• _About this exercise_: Copy out each line containing "Task" from the entries below.

(Point-per-instance localization data)
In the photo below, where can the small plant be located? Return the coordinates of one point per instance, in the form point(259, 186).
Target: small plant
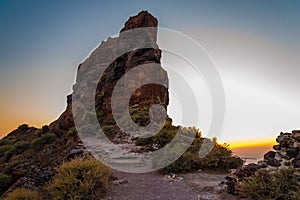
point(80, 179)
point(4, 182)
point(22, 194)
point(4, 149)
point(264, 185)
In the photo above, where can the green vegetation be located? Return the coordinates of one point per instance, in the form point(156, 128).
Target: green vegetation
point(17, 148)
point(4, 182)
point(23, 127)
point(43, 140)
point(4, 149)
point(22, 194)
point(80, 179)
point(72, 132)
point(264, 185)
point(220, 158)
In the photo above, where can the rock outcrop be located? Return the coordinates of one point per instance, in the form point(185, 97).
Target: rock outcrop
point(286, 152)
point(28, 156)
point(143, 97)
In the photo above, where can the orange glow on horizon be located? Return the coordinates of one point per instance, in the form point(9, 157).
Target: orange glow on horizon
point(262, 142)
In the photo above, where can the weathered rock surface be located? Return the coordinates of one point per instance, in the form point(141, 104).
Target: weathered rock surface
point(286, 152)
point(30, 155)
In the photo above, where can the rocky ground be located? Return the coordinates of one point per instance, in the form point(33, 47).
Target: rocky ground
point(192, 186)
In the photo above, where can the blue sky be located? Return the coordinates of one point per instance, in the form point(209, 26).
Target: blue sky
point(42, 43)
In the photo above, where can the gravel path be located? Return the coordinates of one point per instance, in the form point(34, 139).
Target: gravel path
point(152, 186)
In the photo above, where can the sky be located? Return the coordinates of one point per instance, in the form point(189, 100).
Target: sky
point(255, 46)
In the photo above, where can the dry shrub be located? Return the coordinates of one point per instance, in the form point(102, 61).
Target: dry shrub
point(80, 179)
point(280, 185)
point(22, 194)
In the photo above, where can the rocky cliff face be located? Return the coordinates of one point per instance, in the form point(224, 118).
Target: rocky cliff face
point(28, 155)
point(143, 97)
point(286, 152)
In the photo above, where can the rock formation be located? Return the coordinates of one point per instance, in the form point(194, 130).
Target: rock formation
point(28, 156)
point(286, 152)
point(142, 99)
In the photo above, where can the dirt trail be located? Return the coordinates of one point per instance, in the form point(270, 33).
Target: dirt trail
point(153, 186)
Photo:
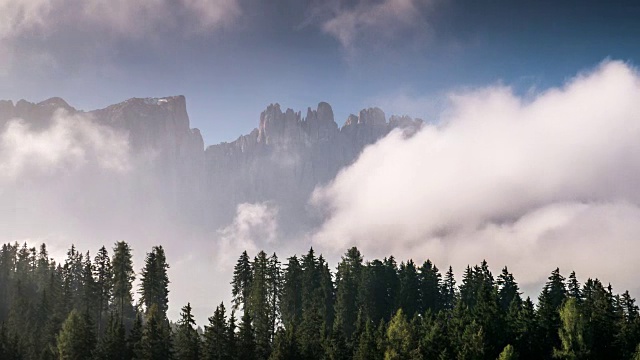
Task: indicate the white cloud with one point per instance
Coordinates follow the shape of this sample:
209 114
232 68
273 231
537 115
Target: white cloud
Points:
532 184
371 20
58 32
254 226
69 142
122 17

...

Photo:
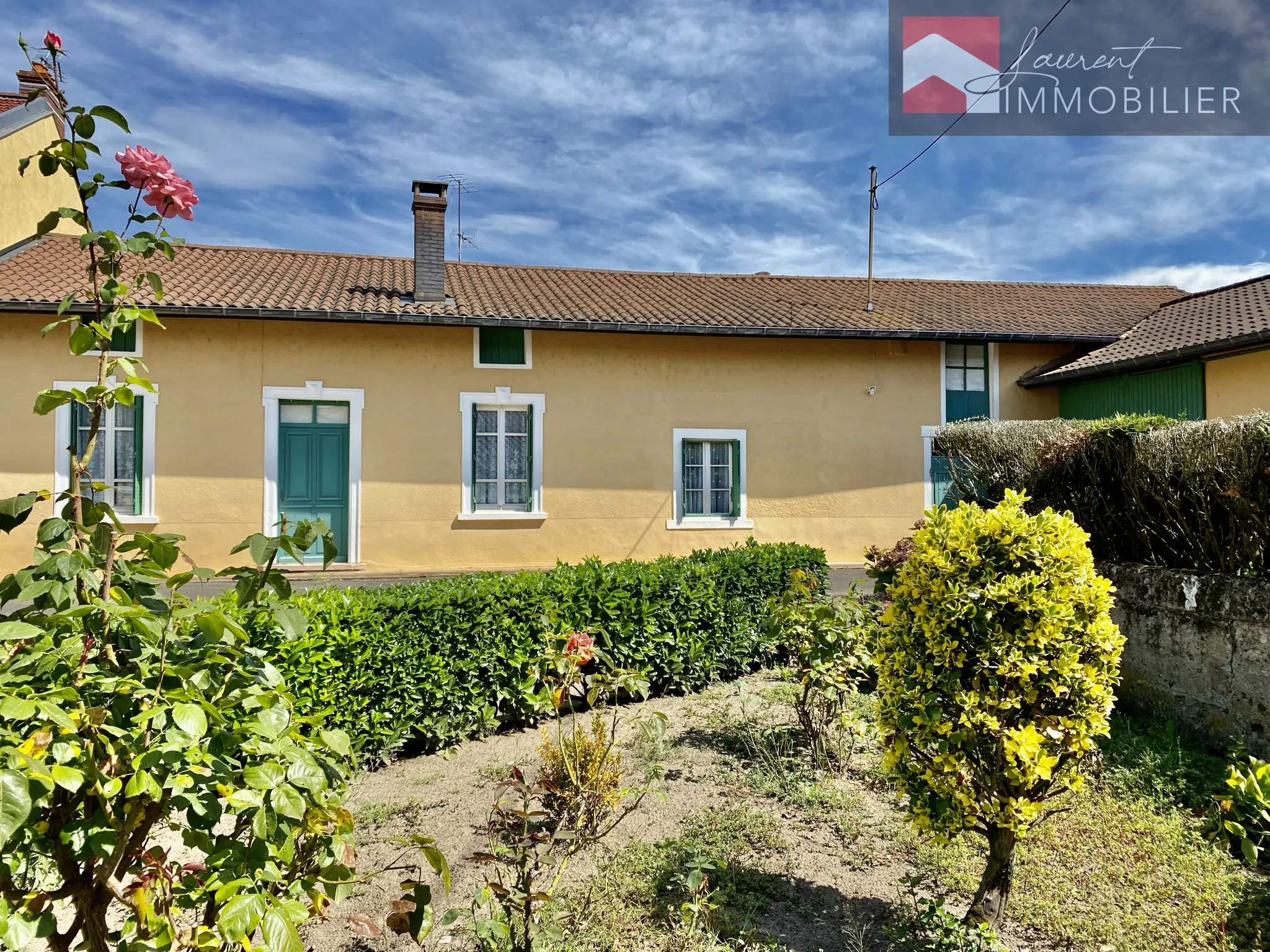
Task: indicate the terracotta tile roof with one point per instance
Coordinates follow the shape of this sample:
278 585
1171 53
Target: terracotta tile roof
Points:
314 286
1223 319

• _Finished exercise_:
Task: indicate the white cloud with one point per instance
Task: indicate the terracotta tile roof with one point per instance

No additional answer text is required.